= Selected excerpt =

Why are we saying that OpenAI and Anthropic can't do the same?


Two reasons. They somewhat broke even, and kept getting investment. The potential for quasi monopoly was obvious.

Openai can't claim either.


How did Uber somewhat break even? They lost $34b before making a profit.

Uber was only on a path to monopoly in the US, not world wide. It’s lost to local competitors in most countries. And it can get disrupted by self driving cars soon.

OpenAI’s SOTA LLM training smells like a natural monopoly or duopoly to me. The cost to train the smartest models keep increasing. Most competitors will bow out as they do not have the revenue to keep competing. You can already see this with a few labs looking for a niche instead of competing head on with Anthropic and OpenAI.


The cost of copying SOTA models though is super cheap and doesn’t take super long.

= Data to examine =
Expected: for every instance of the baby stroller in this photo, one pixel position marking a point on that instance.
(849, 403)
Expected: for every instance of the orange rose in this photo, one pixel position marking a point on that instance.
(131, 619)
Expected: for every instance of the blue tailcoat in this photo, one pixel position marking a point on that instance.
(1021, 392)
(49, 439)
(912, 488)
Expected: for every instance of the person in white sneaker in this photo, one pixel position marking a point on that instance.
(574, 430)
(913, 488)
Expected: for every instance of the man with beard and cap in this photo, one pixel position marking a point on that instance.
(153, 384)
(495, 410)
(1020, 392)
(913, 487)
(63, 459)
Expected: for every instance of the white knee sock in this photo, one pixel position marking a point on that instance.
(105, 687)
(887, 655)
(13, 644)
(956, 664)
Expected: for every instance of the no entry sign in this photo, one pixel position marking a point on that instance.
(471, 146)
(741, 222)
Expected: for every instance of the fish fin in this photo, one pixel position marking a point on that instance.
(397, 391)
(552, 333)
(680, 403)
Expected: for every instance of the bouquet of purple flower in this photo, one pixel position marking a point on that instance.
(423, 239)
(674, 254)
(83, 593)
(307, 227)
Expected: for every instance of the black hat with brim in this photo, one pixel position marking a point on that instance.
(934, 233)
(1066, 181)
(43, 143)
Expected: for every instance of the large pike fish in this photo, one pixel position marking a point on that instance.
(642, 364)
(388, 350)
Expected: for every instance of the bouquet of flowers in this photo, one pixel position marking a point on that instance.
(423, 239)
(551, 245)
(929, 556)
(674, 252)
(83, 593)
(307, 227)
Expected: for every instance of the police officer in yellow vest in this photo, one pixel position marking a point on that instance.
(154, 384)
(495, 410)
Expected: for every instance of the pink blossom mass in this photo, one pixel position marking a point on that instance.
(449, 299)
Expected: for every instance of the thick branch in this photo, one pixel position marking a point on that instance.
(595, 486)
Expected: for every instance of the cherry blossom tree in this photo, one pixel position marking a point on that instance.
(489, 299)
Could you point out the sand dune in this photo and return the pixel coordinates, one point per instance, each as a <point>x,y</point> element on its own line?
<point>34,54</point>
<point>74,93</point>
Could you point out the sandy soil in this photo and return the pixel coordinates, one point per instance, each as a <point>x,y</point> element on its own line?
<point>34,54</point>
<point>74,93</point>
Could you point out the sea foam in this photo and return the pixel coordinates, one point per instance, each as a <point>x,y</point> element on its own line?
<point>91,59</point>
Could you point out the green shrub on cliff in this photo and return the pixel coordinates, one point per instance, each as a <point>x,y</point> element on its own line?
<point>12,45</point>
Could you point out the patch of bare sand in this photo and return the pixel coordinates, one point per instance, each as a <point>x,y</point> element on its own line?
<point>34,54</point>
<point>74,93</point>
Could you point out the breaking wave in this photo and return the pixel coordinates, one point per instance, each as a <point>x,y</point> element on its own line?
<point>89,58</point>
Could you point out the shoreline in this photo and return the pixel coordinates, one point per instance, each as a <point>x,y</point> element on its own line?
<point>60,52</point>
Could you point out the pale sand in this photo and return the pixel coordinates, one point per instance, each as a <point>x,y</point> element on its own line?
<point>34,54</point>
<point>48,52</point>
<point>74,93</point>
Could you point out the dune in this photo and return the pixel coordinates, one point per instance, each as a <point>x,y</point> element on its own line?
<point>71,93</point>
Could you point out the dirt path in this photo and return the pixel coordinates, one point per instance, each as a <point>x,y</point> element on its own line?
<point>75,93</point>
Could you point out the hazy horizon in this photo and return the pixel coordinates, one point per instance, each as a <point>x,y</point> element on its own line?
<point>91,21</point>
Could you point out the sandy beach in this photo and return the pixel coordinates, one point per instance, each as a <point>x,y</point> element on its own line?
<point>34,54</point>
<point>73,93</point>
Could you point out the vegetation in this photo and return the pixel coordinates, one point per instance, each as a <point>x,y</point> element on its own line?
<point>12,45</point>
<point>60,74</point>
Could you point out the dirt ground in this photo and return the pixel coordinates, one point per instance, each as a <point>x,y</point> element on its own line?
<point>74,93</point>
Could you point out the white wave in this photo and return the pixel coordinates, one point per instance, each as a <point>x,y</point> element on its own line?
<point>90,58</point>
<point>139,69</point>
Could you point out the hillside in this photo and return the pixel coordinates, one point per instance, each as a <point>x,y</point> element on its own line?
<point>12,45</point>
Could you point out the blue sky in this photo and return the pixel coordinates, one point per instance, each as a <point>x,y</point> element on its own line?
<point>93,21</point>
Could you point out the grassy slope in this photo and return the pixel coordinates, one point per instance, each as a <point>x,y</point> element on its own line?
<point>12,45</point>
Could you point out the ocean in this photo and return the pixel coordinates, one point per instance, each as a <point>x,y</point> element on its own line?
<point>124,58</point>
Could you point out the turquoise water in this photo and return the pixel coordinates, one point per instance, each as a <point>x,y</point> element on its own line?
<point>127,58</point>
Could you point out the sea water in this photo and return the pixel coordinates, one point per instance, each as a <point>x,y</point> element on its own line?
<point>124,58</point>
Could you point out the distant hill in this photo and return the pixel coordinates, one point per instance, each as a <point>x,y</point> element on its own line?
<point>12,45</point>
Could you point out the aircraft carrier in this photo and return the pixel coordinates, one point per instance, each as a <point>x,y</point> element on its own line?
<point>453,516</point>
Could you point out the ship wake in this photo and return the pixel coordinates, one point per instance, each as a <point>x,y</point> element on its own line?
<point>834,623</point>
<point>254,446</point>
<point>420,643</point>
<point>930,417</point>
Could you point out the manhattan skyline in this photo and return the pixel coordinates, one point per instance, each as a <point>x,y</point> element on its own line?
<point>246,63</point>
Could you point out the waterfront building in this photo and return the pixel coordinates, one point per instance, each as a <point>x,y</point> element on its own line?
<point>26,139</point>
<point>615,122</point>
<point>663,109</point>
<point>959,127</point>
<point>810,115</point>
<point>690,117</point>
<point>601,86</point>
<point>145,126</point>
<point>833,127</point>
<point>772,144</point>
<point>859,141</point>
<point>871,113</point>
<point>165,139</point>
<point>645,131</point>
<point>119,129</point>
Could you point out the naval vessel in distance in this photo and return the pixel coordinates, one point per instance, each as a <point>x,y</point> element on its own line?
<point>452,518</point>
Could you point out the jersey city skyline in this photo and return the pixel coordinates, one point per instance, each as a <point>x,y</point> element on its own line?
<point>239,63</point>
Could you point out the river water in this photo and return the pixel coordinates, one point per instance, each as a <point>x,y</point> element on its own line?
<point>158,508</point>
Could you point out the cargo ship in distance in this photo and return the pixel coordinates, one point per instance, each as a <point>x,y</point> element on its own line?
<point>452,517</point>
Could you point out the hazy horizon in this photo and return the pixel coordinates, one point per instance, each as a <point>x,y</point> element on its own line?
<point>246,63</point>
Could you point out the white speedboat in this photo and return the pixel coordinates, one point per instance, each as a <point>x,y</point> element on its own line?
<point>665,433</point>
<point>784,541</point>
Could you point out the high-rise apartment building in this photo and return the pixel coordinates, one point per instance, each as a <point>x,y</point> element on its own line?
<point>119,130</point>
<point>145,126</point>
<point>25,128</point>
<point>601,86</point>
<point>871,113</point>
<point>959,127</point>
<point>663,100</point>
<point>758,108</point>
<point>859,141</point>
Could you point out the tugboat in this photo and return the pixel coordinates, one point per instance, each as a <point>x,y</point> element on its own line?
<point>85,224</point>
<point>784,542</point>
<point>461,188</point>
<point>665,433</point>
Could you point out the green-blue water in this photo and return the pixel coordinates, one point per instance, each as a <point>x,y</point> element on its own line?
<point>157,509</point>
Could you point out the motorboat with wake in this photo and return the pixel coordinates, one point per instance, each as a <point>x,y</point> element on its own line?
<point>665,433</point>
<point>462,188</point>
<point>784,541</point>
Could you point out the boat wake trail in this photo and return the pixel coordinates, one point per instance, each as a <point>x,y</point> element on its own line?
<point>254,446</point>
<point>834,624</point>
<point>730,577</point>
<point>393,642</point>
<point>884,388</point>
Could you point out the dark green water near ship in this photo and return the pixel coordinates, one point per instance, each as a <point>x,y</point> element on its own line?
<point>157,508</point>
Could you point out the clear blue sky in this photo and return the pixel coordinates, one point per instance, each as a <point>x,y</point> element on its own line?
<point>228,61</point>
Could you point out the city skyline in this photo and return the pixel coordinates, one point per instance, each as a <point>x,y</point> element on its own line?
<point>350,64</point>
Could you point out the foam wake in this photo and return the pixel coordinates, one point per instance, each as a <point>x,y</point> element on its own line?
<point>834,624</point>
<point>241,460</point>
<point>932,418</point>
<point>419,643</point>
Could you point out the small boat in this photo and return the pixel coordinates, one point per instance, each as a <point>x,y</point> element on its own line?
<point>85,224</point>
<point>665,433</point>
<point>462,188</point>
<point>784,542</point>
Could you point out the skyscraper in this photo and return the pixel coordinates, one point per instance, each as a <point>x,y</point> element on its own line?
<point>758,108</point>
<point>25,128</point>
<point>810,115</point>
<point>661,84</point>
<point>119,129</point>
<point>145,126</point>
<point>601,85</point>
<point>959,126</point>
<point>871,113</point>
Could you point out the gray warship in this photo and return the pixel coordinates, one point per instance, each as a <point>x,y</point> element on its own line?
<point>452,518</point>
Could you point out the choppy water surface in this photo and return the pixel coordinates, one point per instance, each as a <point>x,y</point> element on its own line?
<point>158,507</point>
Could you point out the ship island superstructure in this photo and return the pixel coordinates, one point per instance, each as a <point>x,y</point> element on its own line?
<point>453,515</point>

= Instructions =
a. In the discussion of OpenAI and Uber, how much money did Uber lose before making a profit?
b. In the discussion of OpenAI and Uber, why does one commenter think that OpenAI's SOTA LLM training resembles a natural monopoly or duopoly? Explain in one to three sentences.
c. Return the passage of the discussion of OpenAI and Uber between "OpenAI’s SOTA LLM" and "take super long.", inclusive.

= Responses to the exercise =
a. Uber lost $34b before making a profit.

b. The cost of training the smartest models keeps increasing, so most competitors will drop out because they lack the revenue to keep competing. The commenter notes that this is already happening: a few labs are looking for a niche instead of competing head on with Anthropic and OpenAI.

c.
OpenAI’s SOTA LLM training smells like a natural monopoly or duopoly to me. The cost to train the smartest models keep increasing. Most competitors will bow out as they do not have the revenue to keep competing. You can already see this with a few labs looking for a niche instead of competing head on with Anthropic and OpenAI.


The cost of copying SOTA models though is super cheap and doesn’t take super long.